Text:

Halo Financial shines the spotlight on some popular countries for overseas buyers. Each country has advantages: weather and lifestyle are important, but it depends if you’re buying a new home abroad for work; emigrating; seeking a holiday home; an investment property; or a quiet place to retire.
Diverse regions and properties; opportunities for work; and return on investment make the UK an attractive option.
The UK has long been a popular location in which to buy property, often for investment purposes. UK centers of business and finance such as London are a continued draw for those who are emigrating for work; and the housing and rental markets are both strong, post-financial crisis.
Intense demand for housing in London has pushed house prices up to 86% since 2009 when the property market dropped as part of the financial crisis. Recent studies also show that cities outside the South East of England are confident in the ability to buy a property and have not been affected by the UK’s vote to leave the EU.
One of the fastest-growing economies in Europe, Ireland ranks highly for both living and working.
Ireland is a land of natural beauty, steeped in history. Its appeal has grown in the past five years or so, as the country picked itself up admirably following a very troubled time during the financial crisis. The pace of life is calm, with plenty of scope for employment and education opportunities.

Data shown:
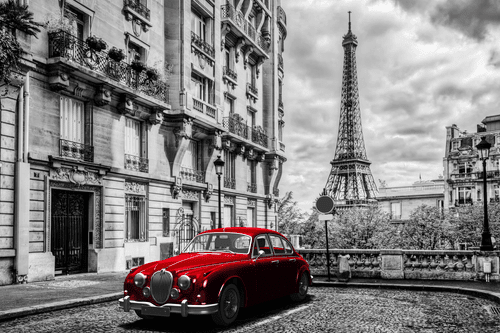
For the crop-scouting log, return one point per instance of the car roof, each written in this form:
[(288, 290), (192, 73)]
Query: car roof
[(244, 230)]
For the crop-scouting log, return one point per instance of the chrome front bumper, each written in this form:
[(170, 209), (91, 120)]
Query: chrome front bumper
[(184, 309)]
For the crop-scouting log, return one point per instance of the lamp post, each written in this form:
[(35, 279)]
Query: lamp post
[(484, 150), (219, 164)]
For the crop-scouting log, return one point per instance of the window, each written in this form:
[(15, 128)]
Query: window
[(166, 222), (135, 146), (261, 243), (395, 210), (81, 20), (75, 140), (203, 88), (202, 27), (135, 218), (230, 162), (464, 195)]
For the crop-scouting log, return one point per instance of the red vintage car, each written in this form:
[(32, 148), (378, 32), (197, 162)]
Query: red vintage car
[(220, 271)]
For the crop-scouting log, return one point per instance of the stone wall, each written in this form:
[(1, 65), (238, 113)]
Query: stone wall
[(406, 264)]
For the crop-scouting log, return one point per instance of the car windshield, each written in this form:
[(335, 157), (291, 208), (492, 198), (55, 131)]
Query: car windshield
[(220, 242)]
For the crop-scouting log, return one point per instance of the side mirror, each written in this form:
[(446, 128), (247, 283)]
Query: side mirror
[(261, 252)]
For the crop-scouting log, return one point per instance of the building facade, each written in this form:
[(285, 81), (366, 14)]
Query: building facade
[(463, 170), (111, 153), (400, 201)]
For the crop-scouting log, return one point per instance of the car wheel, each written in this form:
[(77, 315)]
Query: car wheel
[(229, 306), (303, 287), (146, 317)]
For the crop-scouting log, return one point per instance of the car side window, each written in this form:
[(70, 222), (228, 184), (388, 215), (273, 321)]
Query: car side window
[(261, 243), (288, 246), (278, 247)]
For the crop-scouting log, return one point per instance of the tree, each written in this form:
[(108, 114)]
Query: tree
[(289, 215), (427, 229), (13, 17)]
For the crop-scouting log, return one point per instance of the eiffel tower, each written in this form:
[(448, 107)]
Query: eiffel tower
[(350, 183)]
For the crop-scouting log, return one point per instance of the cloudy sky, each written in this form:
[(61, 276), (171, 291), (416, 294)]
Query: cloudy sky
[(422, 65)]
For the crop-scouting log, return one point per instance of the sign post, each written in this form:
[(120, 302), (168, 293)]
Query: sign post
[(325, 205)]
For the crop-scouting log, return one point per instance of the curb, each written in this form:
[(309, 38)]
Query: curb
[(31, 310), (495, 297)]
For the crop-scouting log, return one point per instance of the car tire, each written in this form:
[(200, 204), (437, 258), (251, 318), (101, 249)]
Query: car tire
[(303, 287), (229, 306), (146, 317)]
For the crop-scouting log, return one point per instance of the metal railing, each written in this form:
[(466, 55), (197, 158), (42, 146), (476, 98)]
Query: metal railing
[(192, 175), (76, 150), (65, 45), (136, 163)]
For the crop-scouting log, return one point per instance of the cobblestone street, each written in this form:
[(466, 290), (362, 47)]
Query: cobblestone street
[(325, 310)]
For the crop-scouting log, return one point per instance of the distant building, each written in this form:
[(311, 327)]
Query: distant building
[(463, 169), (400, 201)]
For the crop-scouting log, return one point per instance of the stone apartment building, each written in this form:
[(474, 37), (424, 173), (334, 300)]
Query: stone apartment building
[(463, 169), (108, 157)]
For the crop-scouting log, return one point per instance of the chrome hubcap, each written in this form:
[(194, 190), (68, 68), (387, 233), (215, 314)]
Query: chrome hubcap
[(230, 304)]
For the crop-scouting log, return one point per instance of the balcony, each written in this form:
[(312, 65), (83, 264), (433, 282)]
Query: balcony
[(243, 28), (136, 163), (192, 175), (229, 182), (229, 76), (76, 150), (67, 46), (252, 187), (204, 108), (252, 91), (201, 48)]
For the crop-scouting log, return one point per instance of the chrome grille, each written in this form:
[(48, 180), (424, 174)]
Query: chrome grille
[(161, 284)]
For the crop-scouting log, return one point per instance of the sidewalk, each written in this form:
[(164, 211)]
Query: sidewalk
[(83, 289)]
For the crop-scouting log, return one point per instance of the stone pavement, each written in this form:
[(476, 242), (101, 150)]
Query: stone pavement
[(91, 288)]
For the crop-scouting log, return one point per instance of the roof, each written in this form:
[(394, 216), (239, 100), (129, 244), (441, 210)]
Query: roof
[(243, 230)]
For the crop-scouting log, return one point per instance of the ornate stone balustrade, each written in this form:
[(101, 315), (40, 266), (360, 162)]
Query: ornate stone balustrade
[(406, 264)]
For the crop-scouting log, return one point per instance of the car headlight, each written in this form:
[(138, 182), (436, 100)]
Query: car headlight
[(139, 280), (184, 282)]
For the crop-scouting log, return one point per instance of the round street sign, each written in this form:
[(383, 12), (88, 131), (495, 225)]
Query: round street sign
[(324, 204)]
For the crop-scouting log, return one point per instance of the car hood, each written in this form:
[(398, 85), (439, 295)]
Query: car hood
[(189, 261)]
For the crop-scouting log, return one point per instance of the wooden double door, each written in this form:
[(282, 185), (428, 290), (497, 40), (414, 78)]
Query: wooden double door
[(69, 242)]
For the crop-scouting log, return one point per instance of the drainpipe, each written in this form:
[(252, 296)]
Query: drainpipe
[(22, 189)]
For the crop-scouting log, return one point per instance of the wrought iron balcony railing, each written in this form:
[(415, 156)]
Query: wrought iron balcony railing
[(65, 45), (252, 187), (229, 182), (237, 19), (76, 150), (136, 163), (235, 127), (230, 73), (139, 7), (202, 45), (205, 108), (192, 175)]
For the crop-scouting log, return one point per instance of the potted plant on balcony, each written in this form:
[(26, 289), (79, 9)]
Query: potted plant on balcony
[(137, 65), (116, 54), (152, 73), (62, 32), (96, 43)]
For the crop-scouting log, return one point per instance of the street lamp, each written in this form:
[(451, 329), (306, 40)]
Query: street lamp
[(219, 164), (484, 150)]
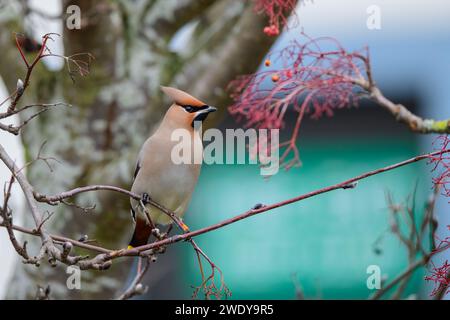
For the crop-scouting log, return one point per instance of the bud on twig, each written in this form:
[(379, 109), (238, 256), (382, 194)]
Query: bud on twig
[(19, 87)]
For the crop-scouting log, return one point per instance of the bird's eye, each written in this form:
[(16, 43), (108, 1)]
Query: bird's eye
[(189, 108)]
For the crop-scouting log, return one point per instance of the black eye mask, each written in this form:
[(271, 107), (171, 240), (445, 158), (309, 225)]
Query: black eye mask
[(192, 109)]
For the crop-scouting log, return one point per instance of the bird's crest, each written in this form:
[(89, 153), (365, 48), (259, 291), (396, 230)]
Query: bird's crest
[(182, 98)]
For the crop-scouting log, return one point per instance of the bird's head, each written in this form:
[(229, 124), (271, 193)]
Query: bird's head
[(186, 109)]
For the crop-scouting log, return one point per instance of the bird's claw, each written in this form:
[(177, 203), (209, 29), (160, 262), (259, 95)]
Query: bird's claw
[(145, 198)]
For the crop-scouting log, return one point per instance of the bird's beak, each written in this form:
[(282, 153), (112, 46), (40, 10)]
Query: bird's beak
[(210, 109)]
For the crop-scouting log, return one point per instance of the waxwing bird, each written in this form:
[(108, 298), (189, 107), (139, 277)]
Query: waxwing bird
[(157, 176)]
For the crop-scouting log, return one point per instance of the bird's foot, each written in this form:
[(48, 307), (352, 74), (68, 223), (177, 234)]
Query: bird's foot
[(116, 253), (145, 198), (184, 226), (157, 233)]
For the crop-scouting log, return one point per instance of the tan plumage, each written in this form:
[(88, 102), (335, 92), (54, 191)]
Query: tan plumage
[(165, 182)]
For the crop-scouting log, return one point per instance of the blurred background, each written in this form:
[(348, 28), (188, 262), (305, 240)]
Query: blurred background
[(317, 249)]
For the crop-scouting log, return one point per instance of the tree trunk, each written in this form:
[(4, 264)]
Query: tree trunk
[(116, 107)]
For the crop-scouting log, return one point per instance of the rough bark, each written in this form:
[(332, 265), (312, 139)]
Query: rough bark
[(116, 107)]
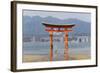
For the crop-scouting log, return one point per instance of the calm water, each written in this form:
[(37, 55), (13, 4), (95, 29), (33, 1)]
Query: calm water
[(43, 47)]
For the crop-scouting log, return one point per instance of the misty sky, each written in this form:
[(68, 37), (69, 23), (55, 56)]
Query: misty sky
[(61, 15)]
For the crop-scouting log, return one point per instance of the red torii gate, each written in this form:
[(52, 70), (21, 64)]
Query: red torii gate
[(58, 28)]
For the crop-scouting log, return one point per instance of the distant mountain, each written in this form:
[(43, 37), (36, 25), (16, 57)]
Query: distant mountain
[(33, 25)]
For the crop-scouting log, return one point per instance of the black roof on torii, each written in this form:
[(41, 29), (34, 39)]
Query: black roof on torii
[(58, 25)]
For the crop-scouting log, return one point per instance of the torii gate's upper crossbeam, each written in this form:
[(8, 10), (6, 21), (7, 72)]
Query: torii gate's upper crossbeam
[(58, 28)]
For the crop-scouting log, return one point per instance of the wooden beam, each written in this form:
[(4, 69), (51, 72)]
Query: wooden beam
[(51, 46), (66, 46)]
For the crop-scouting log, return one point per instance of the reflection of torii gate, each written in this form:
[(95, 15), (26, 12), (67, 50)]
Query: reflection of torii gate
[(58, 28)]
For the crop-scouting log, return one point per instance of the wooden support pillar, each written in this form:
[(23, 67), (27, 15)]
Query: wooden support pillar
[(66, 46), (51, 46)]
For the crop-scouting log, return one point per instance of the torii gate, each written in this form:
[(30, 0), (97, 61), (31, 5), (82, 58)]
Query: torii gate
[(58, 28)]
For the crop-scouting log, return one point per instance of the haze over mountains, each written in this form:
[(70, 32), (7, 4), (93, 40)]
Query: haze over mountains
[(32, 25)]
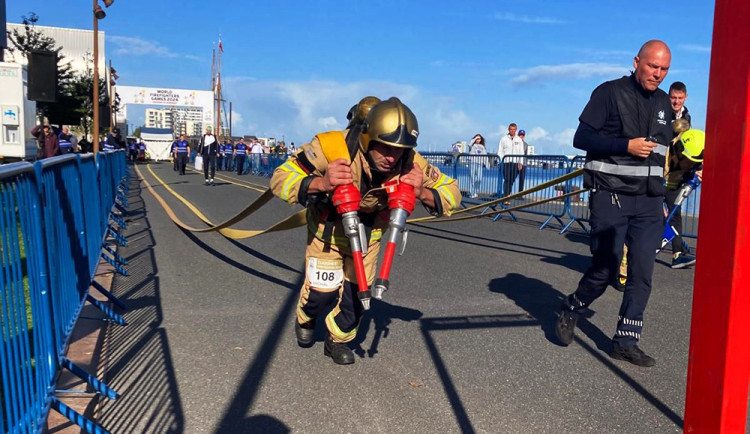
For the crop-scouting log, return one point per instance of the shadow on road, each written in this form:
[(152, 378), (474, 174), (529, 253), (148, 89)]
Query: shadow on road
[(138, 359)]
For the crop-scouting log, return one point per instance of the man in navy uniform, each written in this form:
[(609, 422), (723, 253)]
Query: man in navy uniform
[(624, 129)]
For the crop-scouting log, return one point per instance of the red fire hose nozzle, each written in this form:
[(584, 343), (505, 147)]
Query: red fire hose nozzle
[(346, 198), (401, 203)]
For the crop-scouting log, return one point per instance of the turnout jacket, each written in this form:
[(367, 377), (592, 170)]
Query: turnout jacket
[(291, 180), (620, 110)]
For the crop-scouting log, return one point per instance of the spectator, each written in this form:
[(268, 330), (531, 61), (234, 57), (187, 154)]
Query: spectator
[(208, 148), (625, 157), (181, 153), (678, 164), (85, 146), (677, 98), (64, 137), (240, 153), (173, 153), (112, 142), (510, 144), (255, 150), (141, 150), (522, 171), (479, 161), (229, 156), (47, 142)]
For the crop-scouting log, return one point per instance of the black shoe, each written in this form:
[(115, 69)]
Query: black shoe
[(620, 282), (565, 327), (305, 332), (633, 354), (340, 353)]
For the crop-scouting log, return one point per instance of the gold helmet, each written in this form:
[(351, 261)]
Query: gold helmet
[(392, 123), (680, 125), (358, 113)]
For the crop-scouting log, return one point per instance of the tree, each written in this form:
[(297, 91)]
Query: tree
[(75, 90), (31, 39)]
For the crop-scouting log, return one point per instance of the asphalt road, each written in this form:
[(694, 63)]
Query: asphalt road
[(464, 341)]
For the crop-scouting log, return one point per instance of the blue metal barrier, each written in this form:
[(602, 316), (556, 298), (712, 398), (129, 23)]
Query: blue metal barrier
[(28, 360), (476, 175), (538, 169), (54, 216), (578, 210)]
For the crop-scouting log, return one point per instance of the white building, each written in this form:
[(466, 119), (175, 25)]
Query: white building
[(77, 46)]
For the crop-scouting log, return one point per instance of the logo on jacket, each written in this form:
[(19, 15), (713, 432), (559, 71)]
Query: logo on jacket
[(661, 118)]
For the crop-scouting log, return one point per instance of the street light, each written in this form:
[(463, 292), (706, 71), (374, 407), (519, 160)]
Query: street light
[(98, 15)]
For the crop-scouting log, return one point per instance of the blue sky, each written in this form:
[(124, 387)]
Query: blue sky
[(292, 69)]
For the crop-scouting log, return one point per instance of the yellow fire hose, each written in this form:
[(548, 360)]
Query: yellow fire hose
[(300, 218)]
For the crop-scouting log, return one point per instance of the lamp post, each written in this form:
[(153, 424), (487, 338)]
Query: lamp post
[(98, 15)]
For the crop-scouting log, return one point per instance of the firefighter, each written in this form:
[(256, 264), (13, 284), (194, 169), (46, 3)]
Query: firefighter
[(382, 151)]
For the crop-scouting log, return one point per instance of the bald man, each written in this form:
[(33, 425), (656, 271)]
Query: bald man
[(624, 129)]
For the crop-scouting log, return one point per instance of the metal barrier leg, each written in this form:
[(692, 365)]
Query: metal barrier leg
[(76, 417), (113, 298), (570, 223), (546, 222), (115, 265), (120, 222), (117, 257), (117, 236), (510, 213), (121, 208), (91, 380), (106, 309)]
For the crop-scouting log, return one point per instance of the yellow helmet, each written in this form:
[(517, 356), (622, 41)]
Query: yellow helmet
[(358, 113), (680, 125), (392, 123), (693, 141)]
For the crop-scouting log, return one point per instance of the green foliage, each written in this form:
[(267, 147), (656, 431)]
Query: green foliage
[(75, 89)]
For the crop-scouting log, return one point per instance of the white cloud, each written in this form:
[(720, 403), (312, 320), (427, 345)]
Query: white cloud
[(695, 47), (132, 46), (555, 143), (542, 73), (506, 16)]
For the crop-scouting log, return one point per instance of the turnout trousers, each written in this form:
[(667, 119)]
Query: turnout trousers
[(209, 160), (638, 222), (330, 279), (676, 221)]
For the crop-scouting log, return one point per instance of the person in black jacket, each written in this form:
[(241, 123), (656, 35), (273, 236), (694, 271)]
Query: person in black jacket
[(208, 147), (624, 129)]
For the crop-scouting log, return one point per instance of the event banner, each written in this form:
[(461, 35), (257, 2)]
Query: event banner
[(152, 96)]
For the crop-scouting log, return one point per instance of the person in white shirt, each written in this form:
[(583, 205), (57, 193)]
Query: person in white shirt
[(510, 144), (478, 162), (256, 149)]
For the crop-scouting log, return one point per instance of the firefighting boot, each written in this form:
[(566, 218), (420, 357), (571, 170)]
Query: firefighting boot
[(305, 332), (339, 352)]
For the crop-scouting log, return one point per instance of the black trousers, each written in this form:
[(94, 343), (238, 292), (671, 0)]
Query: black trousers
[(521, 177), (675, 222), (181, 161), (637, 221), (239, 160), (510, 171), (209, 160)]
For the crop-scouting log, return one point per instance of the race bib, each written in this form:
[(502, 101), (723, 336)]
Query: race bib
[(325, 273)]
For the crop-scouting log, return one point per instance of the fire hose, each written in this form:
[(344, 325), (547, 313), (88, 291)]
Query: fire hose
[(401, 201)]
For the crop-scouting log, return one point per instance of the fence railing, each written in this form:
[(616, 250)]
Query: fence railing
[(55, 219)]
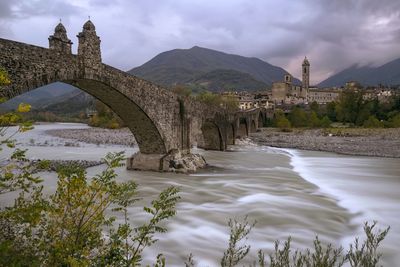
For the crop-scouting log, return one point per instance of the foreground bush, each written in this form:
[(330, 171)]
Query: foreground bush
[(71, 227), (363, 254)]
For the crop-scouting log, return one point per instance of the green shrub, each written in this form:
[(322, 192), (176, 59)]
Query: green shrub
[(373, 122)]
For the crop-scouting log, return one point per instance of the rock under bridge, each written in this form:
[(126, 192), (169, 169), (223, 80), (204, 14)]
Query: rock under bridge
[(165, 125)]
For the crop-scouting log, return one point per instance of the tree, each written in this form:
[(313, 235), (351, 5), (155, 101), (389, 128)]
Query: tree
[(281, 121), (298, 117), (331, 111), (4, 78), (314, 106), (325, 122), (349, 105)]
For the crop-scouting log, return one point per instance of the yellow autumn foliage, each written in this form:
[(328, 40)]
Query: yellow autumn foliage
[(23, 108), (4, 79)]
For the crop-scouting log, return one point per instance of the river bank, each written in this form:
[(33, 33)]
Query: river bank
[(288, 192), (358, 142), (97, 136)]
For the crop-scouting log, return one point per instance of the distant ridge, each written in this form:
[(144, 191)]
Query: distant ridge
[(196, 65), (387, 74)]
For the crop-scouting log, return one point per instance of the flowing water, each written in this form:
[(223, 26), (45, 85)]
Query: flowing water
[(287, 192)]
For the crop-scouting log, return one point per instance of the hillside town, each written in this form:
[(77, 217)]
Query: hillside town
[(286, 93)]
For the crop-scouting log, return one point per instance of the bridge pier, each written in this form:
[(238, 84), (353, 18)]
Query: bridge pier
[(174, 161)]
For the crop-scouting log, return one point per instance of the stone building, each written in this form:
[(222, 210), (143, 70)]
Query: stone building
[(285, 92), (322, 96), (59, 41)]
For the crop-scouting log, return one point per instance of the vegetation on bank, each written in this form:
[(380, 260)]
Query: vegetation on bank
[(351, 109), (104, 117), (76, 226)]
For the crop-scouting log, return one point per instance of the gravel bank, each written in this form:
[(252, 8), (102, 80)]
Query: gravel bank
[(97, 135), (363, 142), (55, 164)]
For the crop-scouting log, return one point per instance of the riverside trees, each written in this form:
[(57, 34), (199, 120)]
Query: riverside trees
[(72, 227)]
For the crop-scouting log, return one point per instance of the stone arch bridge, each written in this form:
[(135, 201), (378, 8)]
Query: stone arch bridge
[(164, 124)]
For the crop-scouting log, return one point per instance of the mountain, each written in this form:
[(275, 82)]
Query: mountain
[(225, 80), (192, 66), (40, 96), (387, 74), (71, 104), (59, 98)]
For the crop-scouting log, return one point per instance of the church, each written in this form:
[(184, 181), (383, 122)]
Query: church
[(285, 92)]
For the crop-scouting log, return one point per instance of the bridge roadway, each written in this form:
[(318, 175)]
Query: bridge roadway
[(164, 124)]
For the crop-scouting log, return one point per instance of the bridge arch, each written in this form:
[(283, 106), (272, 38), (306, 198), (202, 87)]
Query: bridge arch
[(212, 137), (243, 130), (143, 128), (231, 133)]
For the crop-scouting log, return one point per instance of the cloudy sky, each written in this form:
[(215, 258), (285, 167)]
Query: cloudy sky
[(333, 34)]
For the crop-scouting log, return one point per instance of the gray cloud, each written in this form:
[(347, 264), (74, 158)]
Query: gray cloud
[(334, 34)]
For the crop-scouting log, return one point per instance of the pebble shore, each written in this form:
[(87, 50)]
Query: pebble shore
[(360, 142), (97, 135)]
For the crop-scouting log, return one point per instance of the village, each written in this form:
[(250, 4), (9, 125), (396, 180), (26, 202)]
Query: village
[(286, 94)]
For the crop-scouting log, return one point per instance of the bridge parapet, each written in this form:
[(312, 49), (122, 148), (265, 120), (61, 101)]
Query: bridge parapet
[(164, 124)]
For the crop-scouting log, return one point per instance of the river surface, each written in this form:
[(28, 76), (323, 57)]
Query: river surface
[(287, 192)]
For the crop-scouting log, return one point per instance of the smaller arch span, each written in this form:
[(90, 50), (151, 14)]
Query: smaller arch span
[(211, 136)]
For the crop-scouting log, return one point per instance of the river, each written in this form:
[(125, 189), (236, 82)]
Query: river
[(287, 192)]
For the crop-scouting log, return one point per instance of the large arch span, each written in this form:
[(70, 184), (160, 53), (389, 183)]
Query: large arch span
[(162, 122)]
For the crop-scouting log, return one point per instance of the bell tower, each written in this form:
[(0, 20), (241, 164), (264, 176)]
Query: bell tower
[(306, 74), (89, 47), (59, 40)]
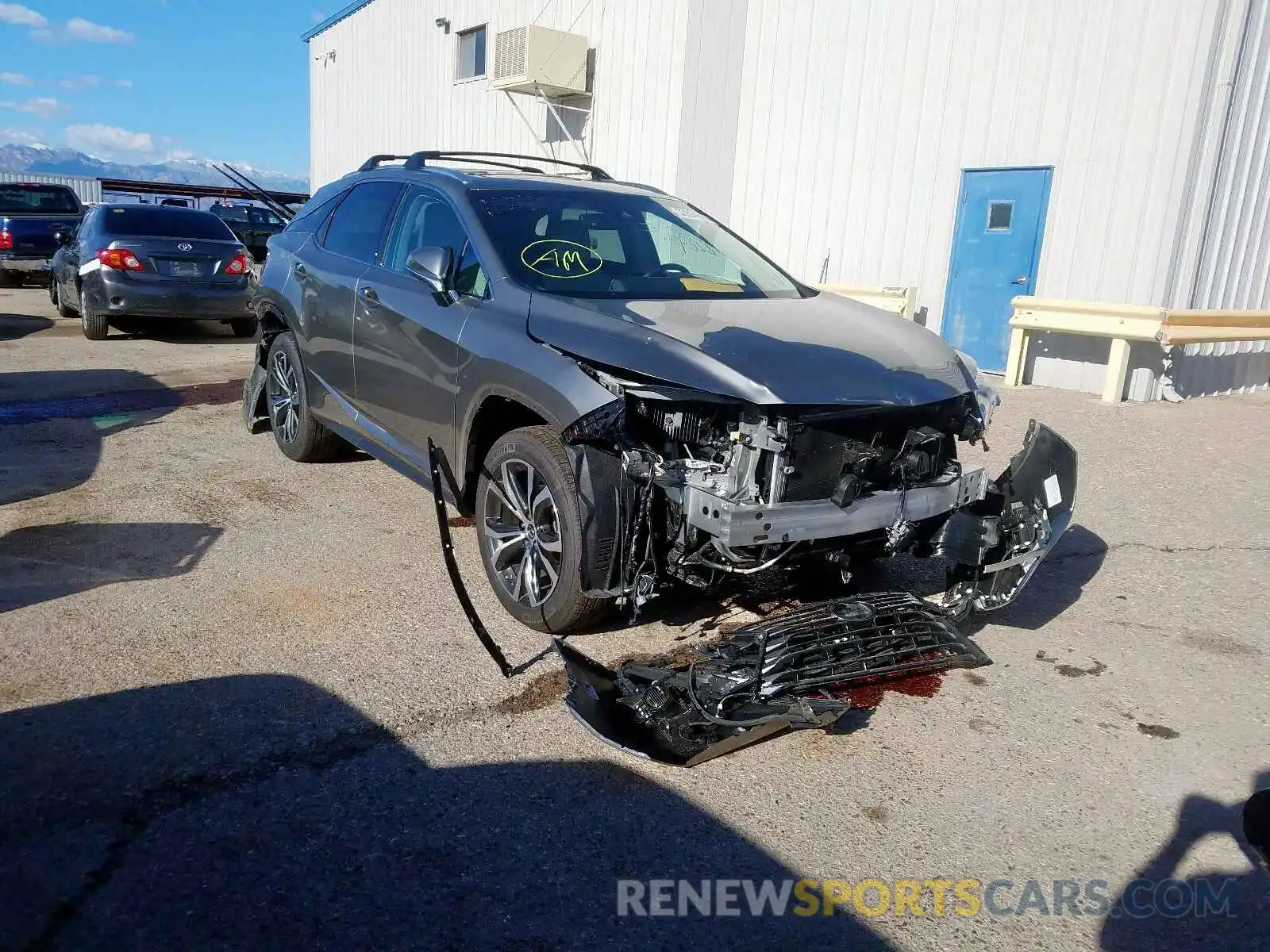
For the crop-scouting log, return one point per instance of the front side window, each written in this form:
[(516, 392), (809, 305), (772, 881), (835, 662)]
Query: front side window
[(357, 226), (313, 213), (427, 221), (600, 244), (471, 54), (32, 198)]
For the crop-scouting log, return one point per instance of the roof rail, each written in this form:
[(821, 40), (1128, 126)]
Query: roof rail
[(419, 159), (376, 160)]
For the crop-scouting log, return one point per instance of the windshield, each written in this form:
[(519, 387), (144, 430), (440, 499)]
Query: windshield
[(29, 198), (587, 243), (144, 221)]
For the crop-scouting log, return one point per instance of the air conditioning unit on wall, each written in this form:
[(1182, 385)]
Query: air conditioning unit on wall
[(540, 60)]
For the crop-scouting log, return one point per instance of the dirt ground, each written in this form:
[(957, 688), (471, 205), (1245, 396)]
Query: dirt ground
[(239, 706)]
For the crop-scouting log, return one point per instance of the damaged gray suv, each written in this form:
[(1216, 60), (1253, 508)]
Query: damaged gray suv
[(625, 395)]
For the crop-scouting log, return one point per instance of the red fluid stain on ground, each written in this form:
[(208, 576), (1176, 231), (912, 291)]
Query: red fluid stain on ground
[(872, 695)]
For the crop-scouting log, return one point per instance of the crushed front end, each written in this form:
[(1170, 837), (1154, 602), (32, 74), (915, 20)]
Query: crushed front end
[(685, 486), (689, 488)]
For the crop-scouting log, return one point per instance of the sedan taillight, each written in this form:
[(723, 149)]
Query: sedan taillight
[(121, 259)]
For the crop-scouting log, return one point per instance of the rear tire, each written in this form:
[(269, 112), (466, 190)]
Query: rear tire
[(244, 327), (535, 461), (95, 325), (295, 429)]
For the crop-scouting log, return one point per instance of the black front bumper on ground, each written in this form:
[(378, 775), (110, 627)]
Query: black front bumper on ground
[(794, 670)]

Given exercise 1:
Based on the overseas property text, answer yes or no to whether each statement agrees with it, and quote the words that decide it.
(a) The UK's housing and rental markets are described as weak after the financial crisis.
(b) Ireland's pace of life is described as calm.
(c) Cities outside the South East of England have been affected by the UK's vote to leave the EU.
Given exercise 2:
Use the overseas property text to answer these questions.
(a) Which UK city is named as a center of business and finance?
(b) In what year did the property market drop as part of the financial crisis?
(c) What two things does Ireland rank highly for?
Given exercise 3:
Pick up the overseas property text after its last sentence and keep writing it.

Response 1:
(a) No: "the housing and rental markets are both strong, post-financial crisis."
(b) Yes: "The pace of life is calm"
(c) No: "have not been affected by the UK’s vote to leave the EU."

Response 2:
(a) London
(b) 2009
(c) Living and working

Response 3:
There has been somewhat of a property boom in Ireland since 2015, and according to recent figures, the country now offers the best buy-to-let rental yields in Europe, 6.54%, topping the league tables above the Netherlands, Portugal (6.33%), and Turkey (6.32%).
Ireland does not make any restrictions on foreigners buying property in the country; indeed, Ireland caters well to international and overseas businesses, which have seen a remarkable rise in recent years.
Ireland is now one of the fastest-growing EU economies, recently ranked as the sixth fastest worldwide, and is attracting global technology companies such as Microsoft, Facebook, and Google.
With Brexit on the horizon and the Euro generally strong against the Pound, some major financial services firms are also looking to Dublin, in particular. Continued investment and financial growth mean that Ireland continues to appeal to homebuyers for investment purposes and for those wishing to emigrate to live and work there.
With its stunning beaches, sunshine, and a gentler pace of living, Spain has long been popular with expats, holiday home buyers, and property investors alike.
Spain is a popular and easily accessible tourist destination for all nationalities, with its sunny Costas and islands holding enduring appeal for holidaymakers and homebuyers alike. The country still tops the list of most popular countries for overseas buyers, with the enduring appeal of Spain’s diverse destinations regularly featuring in property hotspot surveys.
Having been hit hard by the financial crisis, construction is back on the up and property prices are going up, too, having hit low levels as a result of the crash.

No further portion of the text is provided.